##### Document #####

There have been attempts in the Anglo-French press to depict the Soviet-Finnish treaty and, especially the transfer of the Karelian Isthmus to the Soviet Union, as an "annihilation" of Finland's independence. This is, of course, absurdity and pure nagging. Finland still comprises a territory which is four times larger than Hungary and eight times or more larger than Switzerland. If nobody has any doubts that Hungary and Switzerland are independent countries, then how could anyone doubt the independence and sovereignty of Finland?

The same Anglo-French press wrote that the Soviet Union wants to change Finland into a mere Baltic Sea country. This is also, of course, stupidity. It should be sufficient to show that when USSR, during the war, occupied the Petsamo (now Pechenga) area adjoining to the Arctic Ocean, she voluntarily returned this area to Finland, because she considered it essential to let Finland have an ice-free ocean port. Consequently we consider Finland to be not only a Baltic Sea country but also a northern one.

There is no truth in these fabrications of Anglo-French newspapers which are old hands in the art of falsified anti-Soviet propaganda. The truth lies elsewhere, namely in the fact that the Soviet Union, after crushing the Finnish army and with a full capacity to occupy the whole of Finland did not do that and did not demand any indemnities to compensate her war expenses, that would have been done by any other power, and limited her wishes to the minimum thus displaying magnanimity toward Finland.

#####

- [Exercise requirements]:
A. Answer from the Soviet-Finnish treaty passage:
(i) How many times larger than Hungary does it say Finland's territory is?
(ii) Which area did the USSR return to Finland?
(iii) What did the Soviet Union not demand to cover its war expenses?
B. Condense the paragraph of the Soviet-Finnish treaty passage that begins "The same Anglo-French press wrote" into a short list of its main points.
These items are separate material with no tie to the Soviet-Finnish treaty passage.

##### Raw data #####

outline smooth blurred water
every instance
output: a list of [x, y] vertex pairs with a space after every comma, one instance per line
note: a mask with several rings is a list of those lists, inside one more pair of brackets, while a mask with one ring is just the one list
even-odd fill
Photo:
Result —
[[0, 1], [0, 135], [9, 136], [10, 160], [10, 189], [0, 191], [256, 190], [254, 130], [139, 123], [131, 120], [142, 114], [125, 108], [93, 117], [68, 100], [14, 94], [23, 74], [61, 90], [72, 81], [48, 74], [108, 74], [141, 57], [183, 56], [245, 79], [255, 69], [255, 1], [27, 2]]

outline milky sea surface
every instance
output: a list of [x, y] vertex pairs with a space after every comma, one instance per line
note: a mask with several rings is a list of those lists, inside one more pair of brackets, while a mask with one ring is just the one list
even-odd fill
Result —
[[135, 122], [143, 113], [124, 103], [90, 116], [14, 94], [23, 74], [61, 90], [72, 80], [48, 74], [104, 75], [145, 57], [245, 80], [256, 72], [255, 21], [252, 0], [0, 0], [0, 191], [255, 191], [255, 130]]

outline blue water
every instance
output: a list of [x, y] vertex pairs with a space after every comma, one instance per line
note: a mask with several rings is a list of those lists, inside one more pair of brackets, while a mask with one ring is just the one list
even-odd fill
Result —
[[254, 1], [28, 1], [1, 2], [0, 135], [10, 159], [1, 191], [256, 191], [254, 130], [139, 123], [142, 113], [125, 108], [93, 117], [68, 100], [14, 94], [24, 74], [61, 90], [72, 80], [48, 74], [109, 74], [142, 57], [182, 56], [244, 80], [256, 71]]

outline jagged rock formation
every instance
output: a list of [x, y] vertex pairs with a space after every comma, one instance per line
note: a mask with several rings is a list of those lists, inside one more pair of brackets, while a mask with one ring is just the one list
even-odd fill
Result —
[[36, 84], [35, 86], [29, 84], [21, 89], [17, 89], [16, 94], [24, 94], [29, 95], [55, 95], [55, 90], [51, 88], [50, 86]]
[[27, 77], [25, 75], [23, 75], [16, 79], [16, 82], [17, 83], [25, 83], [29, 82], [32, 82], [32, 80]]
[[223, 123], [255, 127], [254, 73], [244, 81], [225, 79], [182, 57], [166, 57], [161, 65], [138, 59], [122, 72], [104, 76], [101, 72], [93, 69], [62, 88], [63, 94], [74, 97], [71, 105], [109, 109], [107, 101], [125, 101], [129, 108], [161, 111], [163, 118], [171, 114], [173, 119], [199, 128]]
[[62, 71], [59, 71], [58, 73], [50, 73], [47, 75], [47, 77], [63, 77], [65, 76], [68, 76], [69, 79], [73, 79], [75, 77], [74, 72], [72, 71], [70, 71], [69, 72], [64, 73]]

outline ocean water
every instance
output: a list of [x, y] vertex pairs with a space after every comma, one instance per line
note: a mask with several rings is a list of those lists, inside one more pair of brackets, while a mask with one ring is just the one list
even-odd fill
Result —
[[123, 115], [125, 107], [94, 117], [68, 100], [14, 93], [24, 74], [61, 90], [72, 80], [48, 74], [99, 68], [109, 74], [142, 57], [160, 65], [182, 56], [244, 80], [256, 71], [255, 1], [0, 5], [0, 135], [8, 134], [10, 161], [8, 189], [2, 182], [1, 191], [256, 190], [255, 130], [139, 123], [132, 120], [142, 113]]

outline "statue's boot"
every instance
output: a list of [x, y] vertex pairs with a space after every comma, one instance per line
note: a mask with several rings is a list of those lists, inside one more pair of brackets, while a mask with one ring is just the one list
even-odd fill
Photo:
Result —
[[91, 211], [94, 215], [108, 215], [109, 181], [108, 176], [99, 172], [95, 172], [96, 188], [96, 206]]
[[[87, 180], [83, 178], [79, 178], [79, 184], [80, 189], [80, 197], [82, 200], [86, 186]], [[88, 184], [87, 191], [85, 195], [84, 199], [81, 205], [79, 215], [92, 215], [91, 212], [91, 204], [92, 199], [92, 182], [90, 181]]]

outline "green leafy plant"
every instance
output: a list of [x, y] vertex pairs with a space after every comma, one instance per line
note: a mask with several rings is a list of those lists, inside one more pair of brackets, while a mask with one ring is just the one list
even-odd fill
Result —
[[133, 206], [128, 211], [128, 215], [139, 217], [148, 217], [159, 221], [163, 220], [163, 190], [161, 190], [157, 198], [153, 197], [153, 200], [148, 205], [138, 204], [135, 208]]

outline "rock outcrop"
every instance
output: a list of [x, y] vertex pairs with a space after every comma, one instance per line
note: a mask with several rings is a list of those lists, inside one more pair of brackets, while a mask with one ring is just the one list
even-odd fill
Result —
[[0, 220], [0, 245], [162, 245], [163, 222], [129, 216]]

#####

- [Solutions]:
A.
(i) Four times larger.
(ii) The Petsamo (now Pechenga) area adjoining the Arctic Ocean.
(iii) Indemnities.

B.
- The Anglo-French press claimed the Soviet Union wanted to make Finland a mere Baltic Sea country. The passage calls this stupidity.
- During the war, the USSR occupied the Petsamo (now Pechenga) area, which adjoins the Arctic Ocean.
- It voluntarily returned the area to Finland so that Finland would have an ice-free ocean port.
- It therefore regards Finland as both a Baltic Sea country and a northern one.